- Document -
Datafilos

úterý 18. února 2020

Civilization 6

One of the most criticized features of the Civ 5&6 is "one unit per tile" (1UPT) limitation - in the older versions of Civ, it was possible to stack an unlimited count of units on a single tile.

The benefit of the change is more opportunities for tactics. For example, it is possible to replay Battle of Marathon in Jadwiga's Legacy scenario - a single well placed pikeman can indefinitely block a mountain passage against a hoard of knights, till only a single knight can attack the pikeman per turn. Or you may place a city between two large lakes, like real-world Madison-Wisconsin, making it difficult to "flank" the city and put it in to the siege. And of course, 1UPT fixes the infamous Stack of Doom issue.

On the other end, it makes logistics difficult. It happened to me multiple times that I ordered a unit to move forward, only to watch it in horor how it moves backward because all the "resting places" in the forward direction are already occupied by my units. A simple mitigation of the described nuisance is to introduce a keyboard shortcut particularly popular in Microsoft Word: Ctrl+Z. The implementation can take an inspiration from The Battle for Wesnoth turn based strategy, which gives the user the opportunity to take back a miss-click. But to prevent the abuse of the feature by the players, it is not possible to take back a move that uncovers part of a map or a move that lifts fog-of-war. Westnoth also prevents you from taking back a move, which results into a combat. Since Civ 6 still uses randomness in the damage calculation, this limitation would have to be ported as well. The long loading times because of a silly miss-click would be mostly just part of the distant past...

- Things to do -
a) According to the blog post on Civilization 6's one-unit-per-tile limit, which kinds of moves does The Battle for Wesnoth not let a player take back?
b) Continue the blog post on Civilization 6's one-unit-per-tile limit from its final sentence.

[Object position labeling entries]
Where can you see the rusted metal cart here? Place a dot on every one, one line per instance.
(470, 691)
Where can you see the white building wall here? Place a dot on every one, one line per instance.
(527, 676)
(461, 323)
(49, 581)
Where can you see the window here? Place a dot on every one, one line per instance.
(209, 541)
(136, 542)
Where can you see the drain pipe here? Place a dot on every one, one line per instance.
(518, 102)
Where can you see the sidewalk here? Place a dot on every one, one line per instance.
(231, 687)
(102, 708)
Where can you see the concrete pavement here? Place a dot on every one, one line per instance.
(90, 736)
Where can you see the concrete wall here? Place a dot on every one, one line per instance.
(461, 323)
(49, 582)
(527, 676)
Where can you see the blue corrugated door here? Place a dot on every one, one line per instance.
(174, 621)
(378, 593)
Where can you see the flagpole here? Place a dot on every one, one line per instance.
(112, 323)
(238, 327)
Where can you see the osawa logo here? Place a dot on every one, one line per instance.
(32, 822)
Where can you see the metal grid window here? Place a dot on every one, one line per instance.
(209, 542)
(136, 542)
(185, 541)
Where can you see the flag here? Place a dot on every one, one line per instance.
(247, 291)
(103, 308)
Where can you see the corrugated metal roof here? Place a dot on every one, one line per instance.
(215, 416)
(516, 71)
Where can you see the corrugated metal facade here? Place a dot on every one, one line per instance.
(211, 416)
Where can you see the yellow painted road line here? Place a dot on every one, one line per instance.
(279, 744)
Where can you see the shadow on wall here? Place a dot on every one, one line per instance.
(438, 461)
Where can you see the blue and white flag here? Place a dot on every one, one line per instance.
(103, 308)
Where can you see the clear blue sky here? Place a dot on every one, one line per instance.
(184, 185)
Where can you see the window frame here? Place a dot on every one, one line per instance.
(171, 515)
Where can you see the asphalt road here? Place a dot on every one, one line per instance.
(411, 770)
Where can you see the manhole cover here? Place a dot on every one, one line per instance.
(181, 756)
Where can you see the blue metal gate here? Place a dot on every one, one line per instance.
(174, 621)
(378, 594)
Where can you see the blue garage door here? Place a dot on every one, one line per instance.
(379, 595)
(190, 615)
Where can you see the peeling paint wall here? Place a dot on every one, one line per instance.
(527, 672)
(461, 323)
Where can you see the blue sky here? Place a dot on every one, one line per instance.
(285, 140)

- Answers per task -
a) A move that uncovers part of a map, a move that lifts fog-of-war, and a move that results in combat.

b)
Another irritating thing is that sometimes a victory (or loss) is inevitable. But you still have to get thru many turns to get there. Some people enjoy this part of the game. But I find it boring. It would be nice to have something like "auto combat" or "quick battle" from Heroes of Might & Magic III that would allow you to watch the march to the victory from the resting position of your seat or that would allow you to just skip to the victory screen because you really need some sleep time. Didn't you get the outcome you expected? No worry, just press the sweet Ctrl+Z combo and you can show the computer how it should have been done.

The biggest advantage of having the "fast end" option is that as a developer you do not have to stress yourself so much with fine-tuning the winning conditions. Does the game slip too frequently into the war-of-attrition? Just add "fast end" option. Problem mitigated. Release the game. And leave the re-balancing on the expansion pack.

And finally, the game logic for city states and civilizations should be the same thing. City states are great. But I want to be able to:

Befriend not only city states but also civilizations with amenities.
Get unique bonuses not only from being suzerain of city states, but also from being a friend to civilizations.

And reversely, civilizations are great, but I want to be able to:

Select not only civilizations that appear in the game, but also city states.

All these issues can be nicely resolved by adding a switch into the "create new game" GUI next to each civilization, which would "cripple" the selected civilization to a city state. This switch would:

Remove the leader and her/his traits. But the civilization traits would stay there.
Limit the count of cities to one.
Adjust things like loyalty bonus,... to actually make the city states work.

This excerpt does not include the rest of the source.